**YOUR TASK**
Pull out every line in the records that contains the string "flower" and copy each one in full.

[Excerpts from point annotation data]
---*---

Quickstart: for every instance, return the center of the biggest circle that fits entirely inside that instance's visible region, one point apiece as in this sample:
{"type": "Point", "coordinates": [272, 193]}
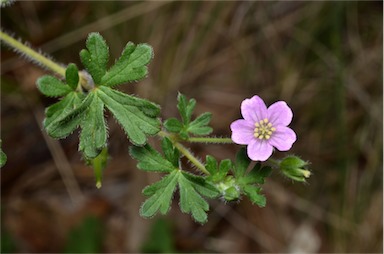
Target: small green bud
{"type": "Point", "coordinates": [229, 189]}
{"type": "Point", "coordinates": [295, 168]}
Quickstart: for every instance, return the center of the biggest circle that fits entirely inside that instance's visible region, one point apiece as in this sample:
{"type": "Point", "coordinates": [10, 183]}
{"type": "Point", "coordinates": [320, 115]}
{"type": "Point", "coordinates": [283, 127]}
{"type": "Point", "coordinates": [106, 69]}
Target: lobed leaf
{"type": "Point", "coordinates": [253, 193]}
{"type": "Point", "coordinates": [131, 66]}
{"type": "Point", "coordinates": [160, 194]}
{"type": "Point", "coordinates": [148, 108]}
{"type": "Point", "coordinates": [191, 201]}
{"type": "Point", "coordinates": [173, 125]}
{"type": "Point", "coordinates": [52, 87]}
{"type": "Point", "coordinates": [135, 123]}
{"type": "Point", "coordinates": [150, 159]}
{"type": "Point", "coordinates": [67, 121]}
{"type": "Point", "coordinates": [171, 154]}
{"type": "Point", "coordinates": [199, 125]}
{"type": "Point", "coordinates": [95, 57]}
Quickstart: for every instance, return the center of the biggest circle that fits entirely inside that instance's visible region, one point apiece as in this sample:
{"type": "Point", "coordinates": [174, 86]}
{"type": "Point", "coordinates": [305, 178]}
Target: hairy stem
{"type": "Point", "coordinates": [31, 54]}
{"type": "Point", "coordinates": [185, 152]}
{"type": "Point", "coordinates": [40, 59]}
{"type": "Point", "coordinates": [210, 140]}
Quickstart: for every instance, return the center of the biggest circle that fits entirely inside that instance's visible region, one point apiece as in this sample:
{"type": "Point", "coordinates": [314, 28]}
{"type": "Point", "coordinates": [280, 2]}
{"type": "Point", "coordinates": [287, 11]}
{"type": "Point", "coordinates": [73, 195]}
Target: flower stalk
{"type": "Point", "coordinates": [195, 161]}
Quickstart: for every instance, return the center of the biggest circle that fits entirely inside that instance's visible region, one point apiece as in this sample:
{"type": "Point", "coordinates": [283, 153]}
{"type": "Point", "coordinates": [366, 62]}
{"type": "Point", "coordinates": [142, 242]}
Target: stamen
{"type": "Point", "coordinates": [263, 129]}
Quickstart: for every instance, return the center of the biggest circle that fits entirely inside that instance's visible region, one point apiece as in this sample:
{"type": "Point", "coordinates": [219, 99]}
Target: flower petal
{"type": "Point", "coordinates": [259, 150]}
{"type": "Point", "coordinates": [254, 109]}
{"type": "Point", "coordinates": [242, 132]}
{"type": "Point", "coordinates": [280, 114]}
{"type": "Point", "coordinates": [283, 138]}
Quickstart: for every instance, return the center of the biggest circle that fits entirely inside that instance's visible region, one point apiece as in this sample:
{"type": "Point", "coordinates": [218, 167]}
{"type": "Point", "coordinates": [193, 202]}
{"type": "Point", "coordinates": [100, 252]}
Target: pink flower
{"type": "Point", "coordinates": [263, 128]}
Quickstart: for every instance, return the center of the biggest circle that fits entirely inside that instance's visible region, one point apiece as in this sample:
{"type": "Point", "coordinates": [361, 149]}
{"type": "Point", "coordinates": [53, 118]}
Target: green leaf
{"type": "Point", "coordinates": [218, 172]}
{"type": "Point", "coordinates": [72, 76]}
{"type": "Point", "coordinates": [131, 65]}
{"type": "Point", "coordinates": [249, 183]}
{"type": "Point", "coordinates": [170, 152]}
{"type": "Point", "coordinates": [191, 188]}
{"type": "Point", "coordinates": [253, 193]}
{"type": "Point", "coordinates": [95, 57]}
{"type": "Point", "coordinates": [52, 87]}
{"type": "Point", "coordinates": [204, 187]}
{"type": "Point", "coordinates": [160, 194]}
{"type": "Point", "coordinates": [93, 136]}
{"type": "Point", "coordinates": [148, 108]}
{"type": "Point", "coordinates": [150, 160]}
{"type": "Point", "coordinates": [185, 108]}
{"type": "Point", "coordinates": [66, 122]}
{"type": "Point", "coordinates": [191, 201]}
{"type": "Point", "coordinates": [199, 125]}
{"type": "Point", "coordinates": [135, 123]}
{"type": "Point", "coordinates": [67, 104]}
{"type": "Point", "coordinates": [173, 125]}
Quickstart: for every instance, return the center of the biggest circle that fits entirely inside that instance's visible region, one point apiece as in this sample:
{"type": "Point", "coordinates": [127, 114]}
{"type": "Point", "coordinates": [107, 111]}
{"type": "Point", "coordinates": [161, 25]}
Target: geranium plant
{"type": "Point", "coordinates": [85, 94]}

---*---

**RESULT FOR THIS EXERCISE**
Target: flower stalk
Target: flower petal
Target: pink flower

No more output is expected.